- **Exercise directions**
Print exactly, and only, the lines running from the line containing "locate: fender flare | one point per instance" through the end of the records below.

- **Exercise materials**
-- Start --
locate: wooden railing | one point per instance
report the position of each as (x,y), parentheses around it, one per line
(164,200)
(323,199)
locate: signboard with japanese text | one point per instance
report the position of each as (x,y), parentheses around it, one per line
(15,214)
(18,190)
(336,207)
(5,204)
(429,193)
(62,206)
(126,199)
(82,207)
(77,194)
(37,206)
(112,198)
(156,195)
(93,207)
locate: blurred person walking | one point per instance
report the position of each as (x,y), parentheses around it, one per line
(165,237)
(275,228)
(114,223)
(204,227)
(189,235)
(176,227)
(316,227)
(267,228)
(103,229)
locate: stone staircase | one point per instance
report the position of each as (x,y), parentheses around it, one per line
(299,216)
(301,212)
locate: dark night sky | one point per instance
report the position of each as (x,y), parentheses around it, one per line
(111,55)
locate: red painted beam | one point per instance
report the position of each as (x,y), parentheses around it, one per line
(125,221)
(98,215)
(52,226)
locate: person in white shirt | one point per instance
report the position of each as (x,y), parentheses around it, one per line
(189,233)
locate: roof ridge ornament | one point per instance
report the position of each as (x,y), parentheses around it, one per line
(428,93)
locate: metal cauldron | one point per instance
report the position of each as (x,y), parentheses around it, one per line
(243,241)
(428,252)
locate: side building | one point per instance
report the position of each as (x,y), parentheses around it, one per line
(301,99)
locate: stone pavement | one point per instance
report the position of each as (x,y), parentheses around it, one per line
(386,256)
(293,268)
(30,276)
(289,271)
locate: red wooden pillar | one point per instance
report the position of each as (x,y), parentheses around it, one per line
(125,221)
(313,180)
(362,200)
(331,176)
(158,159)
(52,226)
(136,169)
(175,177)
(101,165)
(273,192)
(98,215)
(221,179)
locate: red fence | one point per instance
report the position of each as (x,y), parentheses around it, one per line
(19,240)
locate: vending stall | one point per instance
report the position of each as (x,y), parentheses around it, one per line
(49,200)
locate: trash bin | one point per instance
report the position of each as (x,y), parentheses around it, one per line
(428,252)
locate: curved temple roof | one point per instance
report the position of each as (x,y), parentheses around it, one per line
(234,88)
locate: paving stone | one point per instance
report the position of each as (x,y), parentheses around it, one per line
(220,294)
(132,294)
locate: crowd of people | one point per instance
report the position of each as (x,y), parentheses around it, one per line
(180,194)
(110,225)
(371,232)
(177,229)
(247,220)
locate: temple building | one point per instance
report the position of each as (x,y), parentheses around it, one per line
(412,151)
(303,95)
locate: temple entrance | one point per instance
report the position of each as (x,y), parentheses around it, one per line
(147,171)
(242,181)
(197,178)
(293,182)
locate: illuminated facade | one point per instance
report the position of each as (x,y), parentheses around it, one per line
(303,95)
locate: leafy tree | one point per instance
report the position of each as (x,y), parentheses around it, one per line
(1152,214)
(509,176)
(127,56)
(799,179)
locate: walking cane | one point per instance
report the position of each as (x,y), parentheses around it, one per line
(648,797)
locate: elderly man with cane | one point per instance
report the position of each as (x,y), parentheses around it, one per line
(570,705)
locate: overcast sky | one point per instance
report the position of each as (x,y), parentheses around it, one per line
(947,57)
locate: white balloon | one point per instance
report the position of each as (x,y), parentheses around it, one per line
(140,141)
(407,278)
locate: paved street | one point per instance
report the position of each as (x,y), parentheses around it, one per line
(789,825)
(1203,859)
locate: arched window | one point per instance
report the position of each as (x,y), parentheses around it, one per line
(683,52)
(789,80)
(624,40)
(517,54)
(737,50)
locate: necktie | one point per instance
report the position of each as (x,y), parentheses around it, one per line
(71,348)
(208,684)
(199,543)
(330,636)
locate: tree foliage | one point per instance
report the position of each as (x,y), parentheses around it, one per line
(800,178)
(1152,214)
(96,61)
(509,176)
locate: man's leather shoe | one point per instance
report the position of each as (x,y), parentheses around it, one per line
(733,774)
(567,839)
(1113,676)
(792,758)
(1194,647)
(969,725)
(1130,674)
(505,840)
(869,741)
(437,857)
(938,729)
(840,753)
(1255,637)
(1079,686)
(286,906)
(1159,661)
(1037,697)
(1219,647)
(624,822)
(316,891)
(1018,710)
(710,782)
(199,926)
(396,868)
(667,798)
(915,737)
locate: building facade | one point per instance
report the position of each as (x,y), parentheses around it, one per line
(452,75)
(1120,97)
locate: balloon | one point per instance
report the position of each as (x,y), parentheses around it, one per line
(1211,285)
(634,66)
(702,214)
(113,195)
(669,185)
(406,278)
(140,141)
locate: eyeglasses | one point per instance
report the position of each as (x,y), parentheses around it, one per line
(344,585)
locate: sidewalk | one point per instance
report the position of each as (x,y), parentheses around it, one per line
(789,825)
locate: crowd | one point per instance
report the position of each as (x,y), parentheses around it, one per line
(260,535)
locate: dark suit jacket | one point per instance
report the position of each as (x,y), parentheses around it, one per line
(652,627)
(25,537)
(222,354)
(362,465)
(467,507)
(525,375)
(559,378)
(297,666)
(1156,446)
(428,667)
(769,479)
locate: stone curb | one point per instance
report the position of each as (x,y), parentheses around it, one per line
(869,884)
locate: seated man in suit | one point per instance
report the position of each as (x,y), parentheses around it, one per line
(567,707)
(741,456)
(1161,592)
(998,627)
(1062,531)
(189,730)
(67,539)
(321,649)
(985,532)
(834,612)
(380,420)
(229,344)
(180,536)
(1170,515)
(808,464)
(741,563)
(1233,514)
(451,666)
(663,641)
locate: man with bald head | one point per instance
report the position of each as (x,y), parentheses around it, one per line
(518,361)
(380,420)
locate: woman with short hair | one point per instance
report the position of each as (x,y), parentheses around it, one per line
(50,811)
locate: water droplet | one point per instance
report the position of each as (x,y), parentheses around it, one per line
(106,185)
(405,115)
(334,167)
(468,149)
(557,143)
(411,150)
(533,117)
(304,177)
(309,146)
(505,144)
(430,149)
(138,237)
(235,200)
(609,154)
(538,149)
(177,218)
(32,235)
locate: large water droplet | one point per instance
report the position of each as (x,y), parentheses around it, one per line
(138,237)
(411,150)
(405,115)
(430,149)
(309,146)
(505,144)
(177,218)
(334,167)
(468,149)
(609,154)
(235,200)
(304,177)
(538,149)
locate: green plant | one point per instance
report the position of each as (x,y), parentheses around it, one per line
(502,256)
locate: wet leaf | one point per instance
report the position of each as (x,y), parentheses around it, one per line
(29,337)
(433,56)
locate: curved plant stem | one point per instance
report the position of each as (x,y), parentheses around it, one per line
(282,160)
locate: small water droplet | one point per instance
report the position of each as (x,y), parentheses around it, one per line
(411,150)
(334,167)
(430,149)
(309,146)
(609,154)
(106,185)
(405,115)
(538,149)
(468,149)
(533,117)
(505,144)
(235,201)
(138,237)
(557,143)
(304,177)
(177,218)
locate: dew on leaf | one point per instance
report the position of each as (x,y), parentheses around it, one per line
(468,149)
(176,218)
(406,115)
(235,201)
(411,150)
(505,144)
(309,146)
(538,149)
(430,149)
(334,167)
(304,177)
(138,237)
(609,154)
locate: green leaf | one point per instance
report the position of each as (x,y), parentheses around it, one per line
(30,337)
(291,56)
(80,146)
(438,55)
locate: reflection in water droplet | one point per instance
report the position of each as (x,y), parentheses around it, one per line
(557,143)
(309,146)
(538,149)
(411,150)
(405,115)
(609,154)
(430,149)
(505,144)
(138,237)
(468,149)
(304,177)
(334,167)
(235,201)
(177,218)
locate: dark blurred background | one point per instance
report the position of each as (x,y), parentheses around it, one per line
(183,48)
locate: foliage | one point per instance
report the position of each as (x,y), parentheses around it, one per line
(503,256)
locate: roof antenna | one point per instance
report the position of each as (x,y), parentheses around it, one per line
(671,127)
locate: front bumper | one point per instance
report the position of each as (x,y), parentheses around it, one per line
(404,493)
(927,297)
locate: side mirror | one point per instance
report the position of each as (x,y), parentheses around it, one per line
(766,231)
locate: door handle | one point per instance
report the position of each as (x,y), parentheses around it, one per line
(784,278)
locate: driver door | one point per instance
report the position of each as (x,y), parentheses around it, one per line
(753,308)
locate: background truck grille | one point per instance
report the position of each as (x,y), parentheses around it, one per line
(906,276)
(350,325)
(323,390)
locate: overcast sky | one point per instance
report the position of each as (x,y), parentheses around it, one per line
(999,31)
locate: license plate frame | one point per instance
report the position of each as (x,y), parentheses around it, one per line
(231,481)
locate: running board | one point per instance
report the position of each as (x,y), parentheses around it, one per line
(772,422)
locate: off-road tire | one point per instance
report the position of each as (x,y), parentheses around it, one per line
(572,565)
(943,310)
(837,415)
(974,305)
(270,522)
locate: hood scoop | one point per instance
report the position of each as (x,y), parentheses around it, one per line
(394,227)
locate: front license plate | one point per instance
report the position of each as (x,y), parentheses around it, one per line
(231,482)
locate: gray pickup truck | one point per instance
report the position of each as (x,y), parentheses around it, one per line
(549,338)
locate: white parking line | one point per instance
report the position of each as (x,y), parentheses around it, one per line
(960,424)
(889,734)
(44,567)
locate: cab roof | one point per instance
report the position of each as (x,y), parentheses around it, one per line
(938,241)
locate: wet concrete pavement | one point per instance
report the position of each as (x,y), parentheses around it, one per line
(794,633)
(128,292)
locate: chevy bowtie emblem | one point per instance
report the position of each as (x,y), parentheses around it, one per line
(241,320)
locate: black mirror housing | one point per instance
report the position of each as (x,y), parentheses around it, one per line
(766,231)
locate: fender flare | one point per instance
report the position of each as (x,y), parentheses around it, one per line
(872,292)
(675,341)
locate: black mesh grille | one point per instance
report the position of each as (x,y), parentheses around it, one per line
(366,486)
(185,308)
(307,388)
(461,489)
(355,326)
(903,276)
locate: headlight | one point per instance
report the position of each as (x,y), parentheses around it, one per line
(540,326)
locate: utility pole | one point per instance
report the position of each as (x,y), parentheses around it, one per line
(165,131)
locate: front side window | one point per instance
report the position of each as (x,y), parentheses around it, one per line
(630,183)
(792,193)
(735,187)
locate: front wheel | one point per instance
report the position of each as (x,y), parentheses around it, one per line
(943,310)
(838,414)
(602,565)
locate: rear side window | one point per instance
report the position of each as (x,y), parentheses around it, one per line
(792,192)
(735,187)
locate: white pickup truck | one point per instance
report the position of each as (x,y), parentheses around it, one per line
-- End --
- **Final result**
locate: fender flare | one point per instance
report the position of each as (x,y), parentheses around it, one per line
(872,292)
(675,341)
locate: black mesh grille | one point per instance
report the position of each as (x,y), parentheses around it, one per line
(366,486)
(185,308)
(307,388)
(461,489)
(355,326)
(903,276)
locate: headlight | one point per instance
report the position of each as (x,y), parentheses around it, one per line
(540,326)
locate: utility pole | one point per instance
report the position of each as (x,y), parentheses around it, one per line
(165,131)
locate: front side window | one point per instance
report the position of each as (x,y), parentheses around it, one per line
(630,183)
(792,193)
(735,187)
locate: front wheel | one point per instance
report the position of each as (x,y), parentheses around it, one per line
(943,310)
(838,414)
(602,565)
locate: rear side window | one point per instance
report the position of each as (x,y), parentheses around it, one per line
(792,192)
(735,187)
locate: white pickup truck | one point per instance
report the position of each as (x,y), parentheses around it, one per line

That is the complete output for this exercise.